By Emily J. Weitz | May 22, 2015 | Lifestyle
Founded in 1640, the town of Southampton turns 375 this season. The milestone event makes us marvel at how much has changed and how so much has stayed the same.
Founded by a group oF 20-somethings fleeing puritanical Massachusetts, Southampton overcame the struggles of the revolutionary war to build a vibrant summer and year-round community.
Three hundred seventy-five years ago, a dozen young English settlers, all under the age of 25, fled from the oppressive Puritan ideals dominating Massachusetts society. The group headed across the Long Island Sound and, eventually, landed at Conscience Point in Southampton. “They were young and energetic,” says Tom Edmonds, executive director of the Southampton Historical Museum, “and they got to work farming right away.”
Two of these original English settlers were Thomas Halsey and his wife, Elizabeth. Twelve generations later, their descendants are among the most notable conservationists in the region. “My roots run deep here,” says John Halsey, founder and president of the Peconic Land Trust, whose mission is to protect the farmland and wilds of the East End, “and that is a responsibility, which is one reason I do what I do as the president of the Peconic Land Trust and why the organization was founded in the first place.”
The original settlers nestled in to life in Southampton, building dugout homes and small cabins in the area just south of what is today Southampton Hospital. According to Edmonds, they worked out a treaty with the Shinnecock people, agreeing to protect the Shinnecock from a rival nation in exchange for land and goods.
However, the Shinnecock story doesn’t paint the English settlers in such an altruistic light. “In June of 1640,” says Elizabeth Thunderbird Haile, Shinnecock elder and historian, “[my ancestors] looked up and saw this boat coming. Nowedonah, our leader, was aware of the English with their guns and agendas, but our people didn’t know about negotiations and papers. They knew the [settlers] were making changes, and they were cautious.”
The settlers learned how to live on this land by observing the practices of the Shinnecock, who had been there for thousands of years. States Halsey, “Early on, the settlers got assistance from the Shinnecock, who grew corn, beans, and squash. It was subsistence farming, and of course the soil was (and is) fantastic.”
The first meetinghouse, which served as a multipurpose gathering place, was built on Old Town Road in 1640. Eight years later, the settlers built a new one to the north on what is now Main Street. “Main Street was the main route between the Atlantic Ocean and Peconic Bay,” says Edmonds. “It was popular 10,000 years ago, when the Paleo Indians first came here, because it was a great place to move the tribe.”
With its rich soil and convenient ports, the Southampton settlement thrived very quickly. North Sea, then called Feversham, was involved in trade routes with Virginia, Barbados, and England. “Feversham was the Ellis Island for the East End of Long Island, and it was the third-largest port in the colonies until the 1750s,” says Edmonds.
The area was bustling, with warehouses and taverns, none of which are still standing today. But as New York City grew, and as Sag Harbor established itself as a deep-water port for large vessels, Feversham began to decline. Then came the Revolutionary War, which was devastating to the town of Southampton—the settlers here were strong supporters of the Boston rebels and the Boston Tea Party. Says Edmonds, “Revolutionary families were formed in Southampton.”

> _PROVIDED DATA_:

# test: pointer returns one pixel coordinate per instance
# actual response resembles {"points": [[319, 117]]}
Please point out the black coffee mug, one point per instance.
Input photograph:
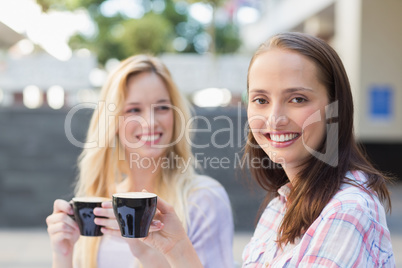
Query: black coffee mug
{"points": [[84, 214], [134, 212]]}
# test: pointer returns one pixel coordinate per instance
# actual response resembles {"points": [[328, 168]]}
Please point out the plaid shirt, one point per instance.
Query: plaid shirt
{"points": [[351, 231]]}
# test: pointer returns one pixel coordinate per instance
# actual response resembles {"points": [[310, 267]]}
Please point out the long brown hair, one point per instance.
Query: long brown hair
{"points": [[318, 181]]}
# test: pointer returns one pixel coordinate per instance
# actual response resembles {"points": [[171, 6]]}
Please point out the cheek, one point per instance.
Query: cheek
{"points": [[128, 129], [256, 121], [313, 132], [168, 122]]}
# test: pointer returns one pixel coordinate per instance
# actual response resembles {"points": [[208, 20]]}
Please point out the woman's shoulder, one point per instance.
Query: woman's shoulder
{"points": [[355, 197]]}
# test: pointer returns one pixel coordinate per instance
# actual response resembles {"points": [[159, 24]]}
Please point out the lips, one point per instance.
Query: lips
{"points": [[282, 139], [149, 137]]}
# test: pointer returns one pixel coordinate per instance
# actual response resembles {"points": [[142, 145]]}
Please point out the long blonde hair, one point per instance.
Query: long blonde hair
{"points": [[102, 165]]}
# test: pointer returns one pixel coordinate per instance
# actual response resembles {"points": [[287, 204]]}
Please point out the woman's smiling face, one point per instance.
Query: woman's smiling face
{"points": [[284, 95], [147, 129]]}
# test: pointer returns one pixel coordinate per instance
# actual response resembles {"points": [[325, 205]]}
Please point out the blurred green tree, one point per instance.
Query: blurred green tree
{"points": [[167, 29]]}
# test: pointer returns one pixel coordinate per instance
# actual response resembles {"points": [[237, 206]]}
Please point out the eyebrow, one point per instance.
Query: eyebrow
{"points": [[287, 91], [158, 102]]}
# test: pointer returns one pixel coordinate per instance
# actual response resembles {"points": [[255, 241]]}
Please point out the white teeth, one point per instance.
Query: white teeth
{"points": [[150, 137], [283, 137]]}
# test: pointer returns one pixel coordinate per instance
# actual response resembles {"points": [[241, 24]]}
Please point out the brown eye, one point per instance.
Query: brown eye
{"points": [[260, 101], [298, 100]]}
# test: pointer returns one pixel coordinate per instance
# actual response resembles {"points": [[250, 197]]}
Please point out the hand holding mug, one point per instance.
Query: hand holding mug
{"points": [[62, 229], [168, 236]]}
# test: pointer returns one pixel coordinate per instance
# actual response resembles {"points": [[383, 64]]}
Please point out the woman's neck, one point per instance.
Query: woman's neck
{"points": [[291, 173], [142, 178]]}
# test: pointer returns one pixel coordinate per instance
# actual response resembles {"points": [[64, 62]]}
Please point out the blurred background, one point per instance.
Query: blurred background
{"points": [[56, 54]]}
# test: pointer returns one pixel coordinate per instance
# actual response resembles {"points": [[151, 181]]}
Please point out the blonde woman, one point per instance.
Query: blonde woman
{"points": [[141, 134]]}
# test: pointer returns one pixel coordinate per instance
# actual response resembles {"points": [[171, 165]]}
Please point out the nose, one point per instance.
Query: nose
{"points": [[277, 117], [149, 121]]}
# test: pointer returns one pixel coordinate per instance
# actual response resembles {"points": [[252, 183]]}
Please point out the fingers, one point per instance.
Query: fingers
{"points": [[108, 223], [62, 206], [111, 231], [156, 226], [109, 219], [61, 217], [163, 206], [61, 227], [104, 211]]}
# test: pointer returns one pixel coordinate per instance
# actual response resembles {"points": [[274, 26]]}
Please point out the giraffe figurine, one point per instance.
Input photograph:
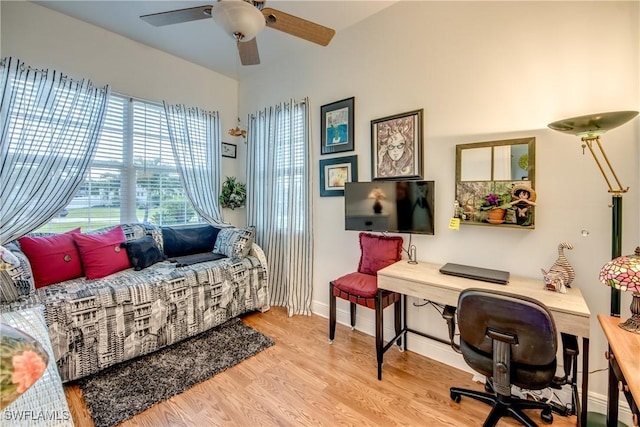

> _PARTS OF THE EXERCISE_:
A – In the article on Southampton's history, what was North Sea called at the time it traded with Virginia, Barbados, and England?
B – Carry on the article on Southampton's history from its last sentence.
The records have no connection to the article on Southampton's history.

> _RESULTS BY TASK_:
A – Feversham

B –
The British militia invaded Southampton in 1776, and the town was occupied for seven years. “It was a time of deprivation. All the families in Southampton supported the revolution, so they either had to flee to Connecticut or be tried for treason,” says Edmonds of the town, which was deserted except for the British army, which set up a fort where the town police station is now, and those who were unable to leave. The British raided the village, raping and stealing. “Many people died, families were dispersed, and many left and didn’t return. It was a disaster.”
After the war, the people who remained or returned to Southampton sealed themselves in. Says Edmonds, “It became insular. If you lived in East Hampton, you didn’t marry someone from Southampton.” Those who were young and ambitious moved out west, but when the railroad extended to Southampton in 1870, it forever changed the course of the town’s history.
Wealthy New Yorkers took to the charming, New England-esque town. Dr. Theodore Gallard Thomas, a gynecologist from New York, built the first mansion in Southampton on Gin Lane. He recommended that his patients come to the East End to recuperate and attended to his clients at his home while they rested in the healing salty air. His house, which was wrapped in porches and locally referred to as “The Birdhouse,” collapsed in the hurricane of 1938.
Dr. Thomas’s wealthy summer visitors and others like them built “cottages” (mansions), and came back with their friends. Says Edmonds of the influx, “Farmers had new places to sell their vegetables. Coal merchants had new places to sell their coal.”
It was the beginning of a relationship that exists to this day: one where the year-round community is dependent on the surge of wealth that comes in with the summer community. Lyda Ely has been coming to Southampton all her life, but generations prior, her great-, great-grandparents would travel east from the city for the duration of the summer. “People would bring an entire entourage to run a house,” says Ely. “They’d have grand parties, and there was a sense that everyone knew one another.”
The family, who were some of the original “cottagers,” moved from one house to another in and around Southampton. Ely’s great-uncle had a place on Gin Lane, and her grandfather was born in a house on Lake Agawam, where Ely learned to swim and ride a bike. “With all the fanciness of Southampton, it’s still a place for family,” she says. “I’ll always remember the time I spent here with my grandmother and my mother and uncles. That time in life when things were easy and carefree.”
One thing that was unique about the summer community of Southampton was its preponderance of women. In New York society, men ran the show, but in Southampton, women started art clubs, athletic clubs, intellectual societies, and committees. Women were responsible for the founding of Southampton Hospital (circa 1909) and the Art Village (circa 1892), which heralded the beginning of an important artistic component in the history of the town. “American Impressionists were following French Impressionists by painting outdoors,” says Edmonds, “and William Merritt Chase was brought out here to give art lessons in the summer.”
“He would say there was gold to draw from the Shinnecock Hills, and he went on to prove that beyond a shadow of a doubt,” says Alicia Longwell, chief curator at the Parrish Art Museum of William Merrit Chase, whose work, and the work of many of his students, has become a visual history of Southampton.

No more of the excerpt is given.